(Quoted passage begins)

Recently, we showed a significant effect on both peripheral and central hearing functions in older T2DM subjects by using a comprehensive test battery (Frisina et al. 2006
). Peripheral hearing function was assayed by pure tones, otoacoustic emissions (transient and distortion product), and speech thresholds, revealing more significant losses in the T2DM group compared to age-matched controls. For the first time, effects of T2DM on hearing tests involving central auditory processing in aged human subjects were evaluated by measuring hearing in-noise (HINT) and suprathreshold gap detection thresholds. As for the inner ear findings, the T2DM group showed significantly worse performance on these tests compared to age matched non-diabetic controls, suggesting that the CNS is susceptible to the damaging effects of the diabetes conditions.
There are several animal models of diabetes: animals that develop diabetes by specific experimental procedures and animals that develop diabetes spontaneously, owing to a genetic predisposition (Mordes et al. 1981; Shafrir 1997
.). Streptozotocin (STZ) induced diabetes is a T1DM model and is widely used for longer (6 months) duration studies of diabetes. For example, this T1DM model has been used to evaluate alteration of auditory function with ABRs. Threshold elevations and first-peak latency prolongation appeared in rodents (Biessels et al., 2001
; Manschot et al. 2003
; Biessels et al. 2005
). Also, significant prolongation of auditory evoked potentials was reported for STZ-treated rats by 3 months of diabetes duration, suggesting changes in central auditory regions (Biessels et al. 1999
). In genetically predisposed young adult rats (T2DM, 13 months of age) evaluation of auditory function showed elevation of ABR thresholds (Ishikawa et al. 1995
) as compared to non-susceptible strains. A main limitation of these previous studies that attempted to identify the effect of diabetes on hearing function was that hearing ability of the rodent strains were not well characterized initially, making it difficult to identify effects of hearing impairment, diabetes, and chemical side effects (those induced by streptozotocin, alloxan).

(Quoted passage ends)
(Excerpted data begins)

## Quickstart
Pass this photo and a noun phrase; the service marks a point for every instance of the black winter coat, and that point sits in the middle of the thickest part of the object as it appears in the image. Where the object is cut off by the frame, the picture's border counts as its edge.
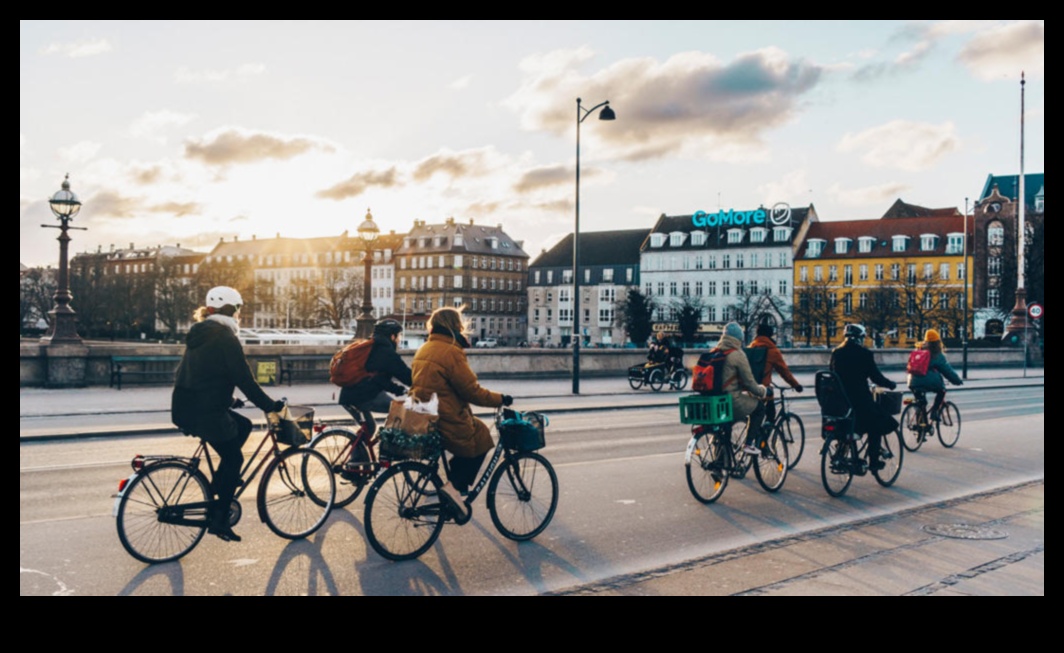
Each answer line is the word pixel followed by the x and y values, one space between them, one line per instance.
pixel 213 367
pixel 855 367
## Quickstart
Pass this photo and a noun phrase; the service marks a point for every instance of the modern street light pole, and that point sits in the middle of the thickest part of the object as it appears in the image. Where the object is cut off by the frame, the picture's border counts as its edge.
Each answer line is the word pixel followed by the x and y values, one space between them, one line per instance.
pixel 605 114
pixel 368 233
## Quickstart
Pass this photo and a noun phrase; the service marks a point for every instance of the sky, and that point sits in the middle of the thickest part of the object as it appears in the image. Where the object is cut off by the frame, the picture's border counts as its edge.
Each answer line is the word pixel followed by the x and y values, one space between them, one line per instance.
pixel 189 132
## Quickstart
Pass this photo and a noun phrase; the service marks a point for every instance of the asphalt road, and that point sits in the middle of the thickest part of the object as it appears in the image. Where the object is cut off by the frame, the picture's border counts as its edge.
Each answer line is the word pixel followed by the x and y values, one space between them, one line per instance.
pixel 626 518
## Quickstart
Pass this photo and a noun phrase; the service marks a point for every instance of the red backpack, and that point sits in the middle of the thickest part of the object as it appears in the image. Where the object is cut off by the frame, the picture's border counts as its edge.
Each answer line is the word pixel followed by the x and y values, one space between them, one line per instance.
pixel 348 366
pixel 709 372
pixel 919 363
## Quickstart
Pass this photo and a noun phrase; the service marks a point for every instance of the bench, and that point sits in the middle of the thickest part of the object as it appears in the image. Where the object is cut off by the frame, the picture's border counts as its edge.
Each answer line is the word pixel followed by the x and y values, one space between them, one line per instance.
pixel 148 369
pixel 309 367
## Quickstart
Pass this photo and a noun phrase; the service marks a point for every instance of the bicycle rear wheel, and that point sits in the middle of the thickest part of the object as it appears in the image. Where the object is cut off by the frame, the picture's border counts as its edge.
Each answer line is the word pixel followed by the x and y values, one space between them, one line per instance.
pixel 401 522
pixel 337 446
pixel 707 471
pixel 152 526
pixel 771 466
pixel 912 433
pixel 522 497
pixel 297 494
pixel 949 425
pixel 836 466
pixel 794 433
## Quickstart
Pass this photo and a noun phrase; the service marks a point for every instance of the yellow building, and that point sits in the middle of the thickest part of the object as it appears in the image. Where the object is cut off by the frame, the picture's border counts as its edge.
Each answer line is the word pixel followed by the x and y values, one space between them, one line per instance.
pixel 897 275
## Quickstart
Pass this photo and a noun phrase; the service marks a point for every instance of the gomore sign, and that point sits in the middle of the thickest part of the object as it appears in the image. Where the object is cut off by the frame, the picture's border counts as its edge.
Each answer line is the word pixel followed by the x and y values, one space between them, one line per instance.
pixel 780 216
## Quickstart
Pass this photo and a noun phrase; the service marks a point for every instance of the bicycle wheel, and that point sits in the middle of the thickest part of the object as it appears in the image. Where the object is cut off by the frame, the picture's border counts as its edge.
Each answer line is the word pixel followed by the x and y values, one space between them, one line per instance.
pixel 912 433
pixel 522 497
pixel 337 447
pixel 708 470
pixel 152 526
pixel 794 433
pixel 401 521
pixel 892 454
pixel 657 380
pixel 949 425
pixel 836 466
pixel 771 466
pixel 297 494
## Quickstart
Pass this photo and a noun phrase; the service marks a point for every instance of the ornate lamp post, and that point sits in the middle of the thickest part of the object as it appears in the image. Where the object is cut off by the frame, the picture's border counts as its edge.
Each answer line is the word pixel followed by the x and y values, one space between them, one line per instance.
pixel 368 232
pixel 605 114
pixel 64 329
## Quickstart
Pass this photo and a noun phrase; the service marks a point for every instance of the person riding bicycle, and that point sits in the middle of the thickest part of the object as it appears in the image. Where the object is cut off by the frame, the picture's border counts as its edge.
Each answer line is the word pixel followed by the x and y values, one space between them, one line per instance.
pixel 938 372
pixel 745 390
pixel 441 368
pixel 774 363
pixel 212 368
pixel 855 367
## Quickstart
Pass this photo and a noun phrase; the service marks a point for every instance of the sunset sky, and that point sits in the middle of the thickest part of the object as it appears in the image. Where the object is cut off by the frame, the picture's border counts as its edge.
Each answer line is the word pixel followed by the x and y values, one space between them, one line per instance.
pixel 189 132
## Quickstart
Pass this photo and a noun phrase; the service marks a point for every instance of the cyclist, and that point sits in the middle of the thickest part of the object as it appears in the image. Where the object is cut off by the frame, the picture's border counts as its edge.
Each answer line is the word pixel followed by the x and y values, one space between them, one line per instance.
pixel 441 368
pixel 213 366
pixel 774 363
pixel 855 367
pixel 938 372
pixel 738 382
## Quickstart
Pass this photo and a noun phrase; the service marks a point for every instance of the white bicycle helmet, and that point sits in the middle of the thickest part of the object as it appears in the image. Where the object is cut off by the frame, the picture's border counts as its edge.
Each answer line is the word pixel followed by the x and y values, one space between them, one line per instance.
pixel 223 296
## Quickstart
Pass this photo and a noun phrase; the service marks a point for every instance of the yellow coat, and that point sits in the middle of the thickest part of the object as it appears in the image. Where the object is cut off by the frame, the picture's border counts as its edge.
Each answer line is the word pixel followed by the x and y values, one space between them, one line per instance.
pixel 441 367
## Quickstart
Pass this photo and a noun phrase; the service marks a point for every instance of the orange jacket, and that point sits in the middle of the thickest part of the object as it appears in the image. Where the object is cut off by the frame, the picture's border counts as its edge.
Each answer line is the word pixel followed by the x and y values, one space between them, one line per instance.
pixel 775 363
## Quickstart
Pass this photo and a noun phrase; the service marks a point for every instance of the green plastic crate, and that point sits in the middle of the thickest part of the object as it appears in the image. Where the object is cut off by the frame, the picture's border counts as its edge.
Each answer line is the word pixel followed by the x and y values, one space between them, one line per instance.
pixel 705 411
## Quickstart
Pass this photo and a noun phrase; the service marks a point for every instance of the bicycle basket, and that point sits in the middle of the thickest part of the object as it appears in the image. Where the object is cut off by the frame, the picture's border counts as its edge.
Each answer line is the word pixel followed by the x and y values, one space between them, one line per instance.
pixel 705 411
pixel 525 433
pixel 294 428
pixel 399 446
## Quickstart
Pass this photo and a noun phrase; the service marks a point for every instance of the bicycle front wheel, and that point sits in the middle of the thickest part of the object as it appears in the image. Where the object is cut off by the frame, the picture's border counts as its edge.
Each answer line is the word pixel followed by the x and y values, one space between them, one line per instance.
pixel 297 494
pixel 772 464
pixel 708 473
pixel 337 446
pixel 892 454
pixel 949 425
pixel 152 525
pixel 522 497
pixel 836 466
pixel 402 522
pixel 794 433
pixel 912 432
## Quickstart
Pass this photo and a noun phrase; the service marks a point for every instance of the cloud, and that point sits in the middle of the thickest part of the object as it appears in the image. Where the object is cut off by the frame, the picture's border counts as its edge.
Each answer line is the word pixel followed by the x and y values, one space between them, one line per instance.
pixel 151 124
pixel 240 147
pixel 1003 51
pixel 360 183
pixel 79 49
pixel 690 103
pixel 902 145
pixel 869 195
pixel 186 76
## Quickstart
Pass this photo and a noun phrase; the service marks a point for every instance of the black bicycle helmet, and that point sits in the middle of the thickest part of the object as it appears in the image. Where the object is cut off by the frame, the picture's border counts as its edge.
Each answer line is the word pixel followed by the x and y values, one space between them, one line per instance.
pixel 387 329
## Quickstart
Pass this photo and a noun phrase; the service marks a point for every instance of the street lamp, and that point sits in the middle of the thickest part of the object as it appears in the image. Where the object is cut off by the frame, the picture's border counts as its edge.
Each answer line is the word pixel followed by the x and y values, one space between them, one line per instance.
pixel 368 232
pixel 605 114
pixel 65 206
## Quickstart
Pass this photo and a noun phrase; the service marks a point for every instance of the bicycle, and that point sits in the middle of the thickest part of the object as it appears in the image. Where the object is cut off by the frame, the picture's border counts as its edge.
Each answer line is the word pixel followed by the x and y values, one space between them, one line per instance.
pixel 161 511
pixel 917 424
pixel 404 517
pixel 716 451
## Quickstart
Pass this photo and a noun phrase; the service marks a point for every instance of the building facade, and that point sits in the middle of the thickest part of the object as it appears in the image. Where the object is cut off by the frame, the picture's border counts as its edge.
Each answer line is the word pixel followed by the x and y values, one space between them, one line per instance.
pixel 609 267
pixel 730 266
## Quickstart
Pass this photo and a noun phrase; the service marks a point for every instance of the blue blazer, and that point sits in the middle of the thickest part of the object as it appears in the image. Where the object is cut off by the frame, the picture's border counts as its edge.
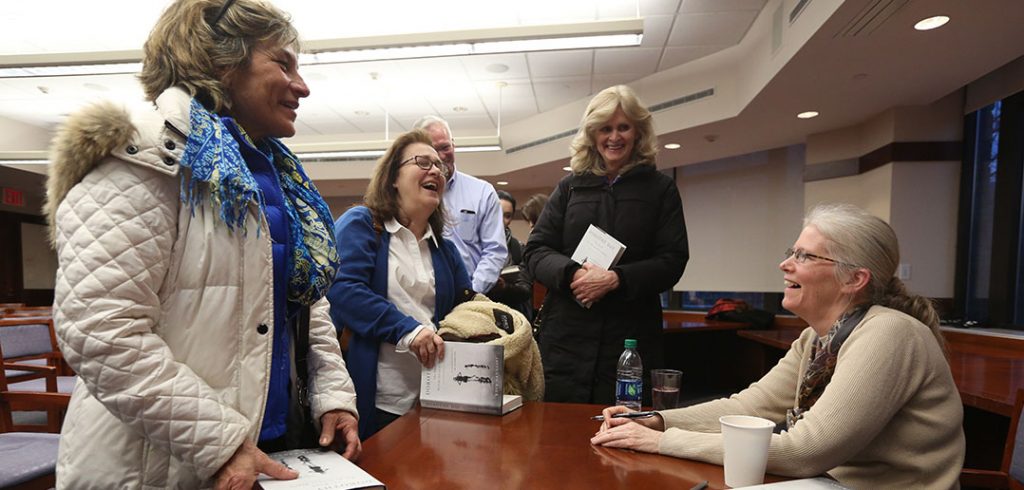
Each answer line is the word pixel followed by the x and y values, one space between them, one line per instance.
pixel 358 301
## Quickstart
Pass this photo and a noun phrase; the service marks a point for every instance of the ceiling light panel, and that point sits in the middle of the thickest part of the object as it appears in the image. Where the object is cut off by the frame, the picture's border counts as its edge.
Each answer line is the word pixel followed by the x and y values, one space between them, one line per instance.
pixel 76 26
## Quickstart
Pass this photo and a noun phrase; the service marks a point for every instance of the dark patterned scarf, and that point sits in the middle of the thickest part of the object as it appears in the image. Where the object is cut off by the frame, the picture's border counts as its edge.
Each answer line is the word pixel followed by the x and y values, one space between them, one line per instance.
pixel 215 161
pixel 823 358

(Excerpted data ends)

◆ **Task item**
Answer these from the passage on diabetes and hearing:
1. Which two measures were used to test central auditory processing in the older T2DM subjects?
2. By how many months of diabetes duration did STZ-treated rats show significant prolongation of auditory evoked potentials?
3. How old were the genetically predisposed young adult rats?

◆ **Output below**
1. Hearing in-noise (HINT) and suprathreshold gap detection thresholds.
2. 3 months.
3. 13 months.